--- Text passage ---
----

Description

Transform all words into lower case, and remove extra space.

Parameters

Name Description Type Required? Default Value
selectedCol Name of the selected column used for processing String
outputCol Name of the output column String null
reservedCols Names of the columns to be retained in the output table String[] null

Script Example

Code

  1. data = np.array([
  2. [0, 'That is an English Book!'],
  3. [1, 'Do you like math?'],
  4. [2, 'Have a good day!']
  5. ])
  6. df = pd.DataFrame({"id": data[:, 0], "text": data[:, 1]})
  7. inOp1 = dataframeToOperator(df, schemaStr='id long, text string', op_type='batch')
  8. op = TokenizerBatchOp().setSelectedCol("text")
  9. print(BatchOperator.collectToDataframe(op.linkFrom(inOp1)))
  10. inOp2 = dataframeToOperator(df, schemaStr='id long, text string', op_type='stream')
  11. op = TokenizerStreamOp().setSelectedCol("text")
  12. op.linkFrom(inOp2).print()
  13. StreamOperator.execute()

Results

  1. id text
  2. 0 1 do you like math?
  3. 1 0 that is an english book!
  4. 2 2 have a good day!

----

--- Data shown ---
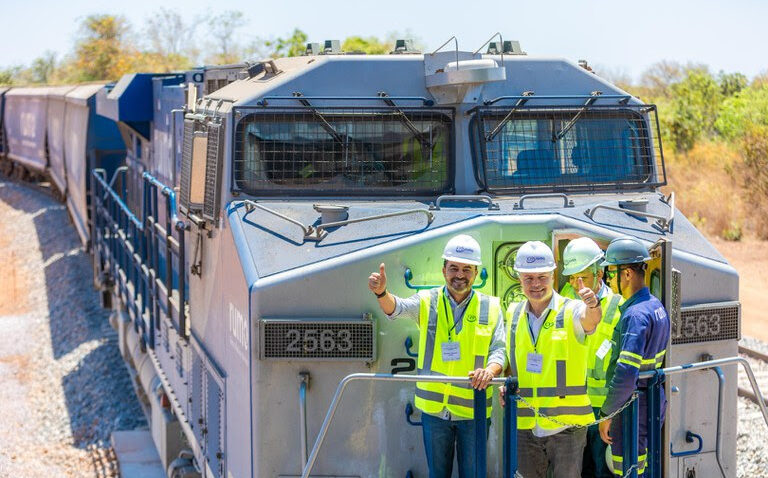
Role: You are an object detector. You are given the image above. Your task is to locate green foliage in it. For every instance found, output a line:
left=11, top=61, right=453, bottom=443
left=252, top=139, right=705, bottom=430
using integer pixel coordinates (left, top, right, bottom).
left=741, top=124, right=768, bottom=239
left=341, top=36, right=395, bottom=55
left=208, top=10, right=246, bottom=64
left=715, top=84, right=768, bottom=141
left=74, top=15, right=134, bottom=81
left=718, top=71, right=749, bottom=97
left=667, top=69, right=723, bottom=151
left=264, top=28, right=308, bottom=58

----

--- Short problem 1 ---
Reproduce the tokenizer page from "Script Example" down to "text string', op_type='stream')", changing "inOp1" to "batchInput" throughout.
--- Short problem 2 ---
According to its description, what does the tokenizer page's operator do to the text it processes?

--- Task result 1 ---
Script Example

Code

  1. data = np.array([
  2. [0, 'That is an English Book!'],
  3. [1, 'Do you like math?'],
  4. [2, 'Have a good day!']
  5. ])
  6. df = pd.DataFrame({"id": data[:, 0], "text": data[:, 1]})
  7. batchInput = dataframeToOperator(df, schemaStr='id long, text string', op_type='batch')
  8. op = TokenizerBatchOp().setSelectedCol("text")
  9. print(BatchOperator.collectToDataframe(op.linkFrom(batchInput)))
  10. inOp2 = dataframeToOperator(df, schemaStr='id long, text string', op_type='stream')

--- Task result 2 ---
It transforms all words into lower case and removes extra space.